[DOCUMENT SEGMENT]

The function solves the following optimization problem if set as a conditional gradient:
\[ \begin{align}\begin{aligned}\gamma = \mathop{\arg \min}_\gamma \quad \langle \gamma, \mathbf{M} \rangle_F + \mathrm{reg_1} \cdot f(\gamma)\\s.t. \ \gamma \mathbf{1} &= \mathbf{a}\\ \gamma^T \mathbf{1} &= \mathbf{b} (optional constraint)\\ \gamma &\geq 0\end{aligned}\end{align} \]where :
\(\mathbf{M}\) is the (ns, nt) metric cost matrix
\(f\) is the regularization term (and df is its gradient)
\(\mathbf{a}\) and \(\mathbf{b}\) are source and target weights (sum to 1)
The algorithm used for solving the problem is conditional gradient as discussed in [1]
The function solves the following optimization problem if set a generalized conditional gradient:
\[ \begin{align}\begin{aligned}\gamma = \mathop{\arg \min}_\gamma \quad \langle \gamma, \mathbf{M} \rangle_F + \mathrm{reg_1}\cdot f(\gamma) + \mathrm{reg_2}\cdot\Omega(\gamma)\\s.t. \ \gamma \mathbf{1} &= \mathbf{a}\\ \gamma^T \mathbf{1} &= \mathbf{b}\\ \gamma &\geq 0\end{aligned}\end{align} \]where :
\(\Omega\) is the entropic regularization term \(\Omega(\gamma)=\sum_{i,j} \gamma_{i,j}\log(\gamma_{i,j})\)
The algorithm used for solving the problem is the generalized conditional gradient as discussed in [5, 7]
- Parameters:
a (array-like, shape (ns,)) – samples weights in the source domain
b (array-like, shape (nt,)) – samples weights in the target domain
M (array-like, shape (ns, nt)) – loss matrix
f (function) – Regularization function taking a transportation matrix as argument
df (function) – Gradient of the regularization function taking a transportation matrix as argument
reg1 (float) – Regularization term >0
reg2 (float,) – Entropic Regularization term >0. Ignored if set to None.
lp_solver (function,) – linear program solver for direction finding of the (generalized) conditional gradient. If set to emd will solve the general regularized OT problem using cg. If set to lp_semi_relaxed_OT will solve the general regularized semi-relaxed OT problem using cg. If set to sinkhorn will solve the general regularized OT problem using generalized cg.
line_search (function,) – Function to find the optimal step. Currently used instances are: line_search_armijo (generic solver). solve_gromov_linesearch for (F)GW problem. solve_semirelaxed_gromov_linesearch for sr(F)GW problem. gcg_linesearch for the Generalized cg.
G0 (array-like, shape (ns,nt), optional) – initial guess (default is indep joint density)
numItermax (int, optional) – Max number of iterations
stopThr (float, optional) – Stop threshold on the relative variation (>0)
stopThr2 (float, optional) – Stop threshold on the absolute variation (>0)

[DATASET EXTRACT]

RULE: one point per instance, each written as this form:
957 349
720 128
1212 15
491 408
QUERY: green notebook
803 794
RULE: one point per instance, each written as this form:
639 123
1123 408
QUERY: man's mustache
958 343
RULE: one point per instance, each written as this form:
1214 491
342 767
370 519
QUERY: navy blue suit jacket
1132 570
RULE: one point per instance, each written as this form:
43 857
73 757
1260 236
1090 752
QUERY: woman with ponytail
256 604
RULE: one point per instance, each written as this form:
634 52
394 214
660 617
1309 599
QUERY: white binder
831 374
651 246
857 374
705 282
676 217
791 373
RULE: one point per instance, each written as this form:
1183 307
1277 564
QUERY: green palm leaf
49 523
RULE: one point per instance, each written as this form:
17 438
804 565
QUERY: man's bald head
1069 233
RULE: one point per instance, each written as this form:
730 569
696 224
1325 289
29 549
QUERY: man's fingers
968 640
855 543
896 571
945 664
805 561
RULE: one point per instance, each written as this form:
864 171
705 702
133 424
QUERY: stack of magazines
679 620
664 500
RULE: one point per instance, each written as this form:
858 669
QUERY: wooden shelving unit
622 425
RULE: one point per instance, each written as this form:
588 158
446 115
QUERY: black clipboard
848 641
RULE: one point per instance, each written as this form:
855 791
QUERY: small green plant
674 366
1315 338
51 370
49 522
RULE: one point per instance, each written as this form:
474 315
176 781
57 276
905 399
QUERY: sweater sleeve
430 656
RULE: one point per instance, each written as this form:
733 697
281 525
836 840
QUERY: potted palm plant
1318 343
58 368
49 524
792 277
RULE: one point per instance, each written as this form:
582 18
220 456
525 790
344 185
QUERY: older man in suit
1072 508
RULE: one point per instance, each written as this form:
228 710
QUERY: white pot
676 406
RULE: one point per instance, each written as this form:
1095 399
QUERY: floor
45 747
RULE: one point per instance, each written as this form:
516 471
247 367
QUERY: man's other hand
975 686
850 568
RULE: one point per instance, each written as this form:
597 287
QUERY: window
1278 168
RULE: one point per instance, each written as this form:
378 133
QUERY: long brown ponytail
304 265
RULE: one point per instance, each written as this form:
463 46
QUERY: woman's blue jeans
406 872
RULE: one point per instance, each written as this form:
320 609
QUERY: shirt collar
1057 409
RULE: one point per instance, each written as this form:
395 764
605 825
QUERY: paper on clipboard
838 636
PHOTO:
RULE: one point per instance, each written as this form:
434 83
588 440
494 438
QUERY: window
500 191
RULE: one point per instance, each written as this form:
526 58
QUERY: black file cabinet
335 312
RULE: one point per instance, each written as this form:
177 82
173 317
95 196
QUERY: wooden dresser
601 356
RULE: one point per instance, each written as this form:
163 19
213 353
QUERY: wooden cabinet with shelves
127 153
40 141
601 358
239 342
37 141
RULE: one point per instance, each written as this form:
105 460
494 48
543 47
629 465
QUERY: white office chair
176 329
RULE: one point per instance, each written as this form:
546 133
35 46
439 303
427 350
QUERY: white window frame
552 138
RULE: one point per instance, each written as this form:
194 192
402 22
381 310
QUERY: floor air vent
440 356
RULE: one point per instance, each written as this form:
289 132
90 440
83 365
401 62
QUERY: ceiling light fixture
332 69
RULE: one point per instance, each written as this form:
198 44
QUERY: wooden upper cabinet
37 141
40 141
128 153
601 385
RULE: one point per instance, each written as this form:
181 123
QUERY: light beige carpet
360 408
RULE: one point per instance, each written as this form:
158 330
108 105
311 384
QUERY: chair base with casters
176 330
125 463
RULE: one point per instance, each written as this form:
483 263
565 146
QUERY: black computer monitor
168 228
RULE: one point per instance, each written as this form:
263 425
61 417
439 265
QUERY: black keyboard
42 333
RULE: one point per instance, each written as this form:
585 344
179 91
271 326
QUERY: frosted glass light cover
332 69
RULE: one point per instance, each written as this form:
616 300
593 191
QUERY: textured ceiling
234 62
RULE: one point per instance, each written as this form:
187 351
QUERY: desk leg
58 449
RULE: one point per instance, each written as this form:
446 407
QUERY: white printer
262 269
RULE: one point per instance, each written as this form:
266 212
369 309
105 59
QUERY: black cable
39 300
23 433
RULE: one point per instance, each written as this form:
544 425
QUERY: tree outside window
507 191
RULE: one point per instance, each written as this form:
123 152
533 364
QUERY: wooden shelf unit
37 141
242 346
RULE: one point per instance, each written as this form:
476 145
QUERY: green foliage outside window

[WRITTEN TASK 1] In the conditional gradient documentation, what is the default initial guess for G0?
[WRITTEN TASK 2] From the conditional gradient documentation, reproduce word for word the stretch that opens with "G0 (array-like, shape" and closes with "absolute variation (>0)".

[ANSWER 1] The independent joint density.

[ANSWER 2]
G0 (array-like, shape (ns,nt), optional) – initial guess (default is indep joint density)
numItermax (int, optional) – Max number of iterations
stopThr (float, optional) – Stop threshold on the relative variation (>0)
stopThr2 (float, optional) – Stop threshold on the absolute variation (>0)